§ **Activity**
This exercise asks for every line of the material that includes the word "white".

§ **Exercise materials**
────────

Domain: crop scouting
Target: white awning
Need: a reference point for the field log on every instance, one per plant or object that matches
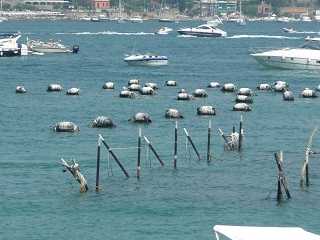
(264, 233)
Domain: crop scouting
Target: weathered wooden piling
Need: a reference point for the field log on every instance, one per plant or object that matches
(209, 143)
(153, 150)
(114, 156)
(282, 181)
(227, 144)
(74, 169)
(98, 164)
(139, 155)
(175, 146)
(192, 144)
(305, 167)
(240, 134)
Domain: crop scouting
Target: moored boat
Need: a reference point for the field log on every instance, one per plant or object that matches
(50, 46)
(306, 56)
(9, 46)
(163, 31)
(204, 30)
(146, 60)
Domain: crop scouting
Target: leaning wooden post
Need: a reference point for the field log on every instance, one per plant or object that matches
(209, 143)
(281, 176)
(153, 150)
(98, 164)
(114, 156)
(305, 166)
(192, 144)
(240, 134)
(175, 146)
(74, 169)
(139, 155)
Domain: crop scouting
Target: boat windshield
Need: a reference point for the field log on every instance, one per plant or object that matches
(314, 45)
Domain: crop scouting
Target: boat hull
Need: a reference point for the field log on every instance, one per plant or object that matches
(199, 34)
(288, 63)
(50, 50)
(152, 63)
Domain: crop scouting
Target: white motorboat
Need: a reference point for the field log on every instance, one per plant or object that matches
(9, 46)
(166, 20)
(136, 19)
(262, 233)
(289, 30)
(204, 30)
(146, 60)
(305, 57)
(163, 31)
(50, 46)
(215, 21)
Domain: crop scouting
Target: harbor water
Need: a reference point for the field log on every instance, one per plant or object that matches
(39, 201)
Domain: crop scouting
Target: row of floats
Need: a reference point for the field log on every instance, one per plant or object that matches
(243, 98)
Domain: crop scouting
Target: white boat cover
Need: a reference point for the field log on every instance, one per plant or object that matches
(264, 233)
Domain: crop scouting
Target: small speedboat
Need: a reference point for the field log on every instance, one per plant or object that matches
(306, 56)
(136, 19)
(204, 30)
(215, 21)
(9, 46)
(163, 31)
(289, 30)
(146, 60)
(50, 46)
(166, 20)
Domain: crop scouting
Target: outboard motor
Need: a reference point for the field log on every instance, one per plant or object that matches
(75, 49)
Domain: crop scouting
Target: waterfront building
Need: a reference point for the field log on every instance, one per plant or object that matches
(100, 5)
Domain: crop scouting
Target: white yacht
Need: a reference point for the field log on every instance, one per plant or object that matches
(9, 46)
(163, 31)
(204, 30)
(50, 46)
(214, 21)
(146, 60)
(289, 30)
(136, 19)
(306, 56)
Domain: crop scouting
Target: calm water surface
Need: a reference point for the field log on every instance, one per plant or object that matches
(39, 201)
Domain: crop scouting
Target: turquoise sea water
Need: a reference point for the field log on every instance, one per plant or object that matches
(39, 201)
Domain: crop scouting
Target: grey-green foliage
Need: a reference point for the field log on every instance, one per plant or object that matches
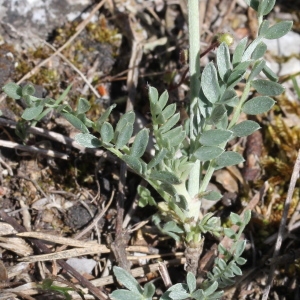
(178, 148)
(224, 270)
(216, 124)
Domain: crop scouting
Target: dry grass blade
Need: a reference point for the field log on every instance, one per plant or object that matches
(16, 245)
(59, 240)
(281, 230)
(34, 150)
(67, 254)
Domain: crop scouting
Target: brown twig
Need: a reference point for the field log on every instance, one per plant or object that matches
(281, 230)
(44, 249)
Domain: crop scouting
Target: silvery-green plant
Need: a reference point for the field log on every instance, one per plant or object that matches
(186, 156)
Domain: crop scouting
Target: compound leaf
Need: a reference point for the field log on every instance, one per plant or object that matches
(258, 105)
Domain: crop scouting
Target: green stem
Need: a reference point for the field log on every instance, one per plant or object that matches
(207, 177)
(194, 65)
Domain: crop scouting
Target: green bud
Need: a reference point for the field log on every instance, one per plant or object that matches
(225, 38)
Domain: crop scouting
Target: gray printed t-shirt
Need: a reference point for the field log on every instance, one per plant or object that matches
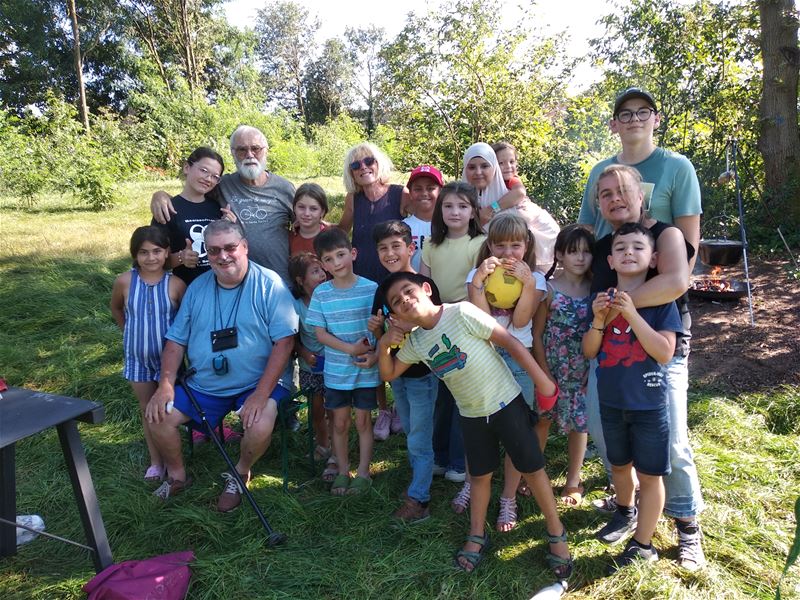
(265, 212)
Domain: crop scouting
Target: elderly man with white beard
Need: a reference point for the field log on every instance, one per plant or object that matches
(262, 201)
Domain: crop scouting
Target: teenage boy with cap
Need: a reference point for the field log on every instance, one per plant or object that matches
(423, 186)
(672, 195)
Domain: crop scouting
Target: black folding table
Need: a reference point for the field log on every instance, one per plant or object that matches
(24, 413)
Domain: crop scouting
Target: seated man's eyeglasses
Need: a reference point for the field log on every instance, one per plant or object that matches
(216, 250)
(242, 151)
(626, 116)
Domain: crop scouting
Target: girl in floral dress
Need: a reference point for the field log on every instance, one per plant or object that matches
(563, 317)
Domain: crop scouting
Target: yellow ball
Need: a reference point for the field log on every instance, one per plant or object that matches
(502, 290)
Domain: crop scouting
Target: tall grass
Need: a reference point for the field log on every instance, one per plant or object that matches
(56, 269)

────────

§ **Result**
Target: white awning
Target: white motorboat
Target: white boat cover
Target: white yacht
Target: elderly man with white beard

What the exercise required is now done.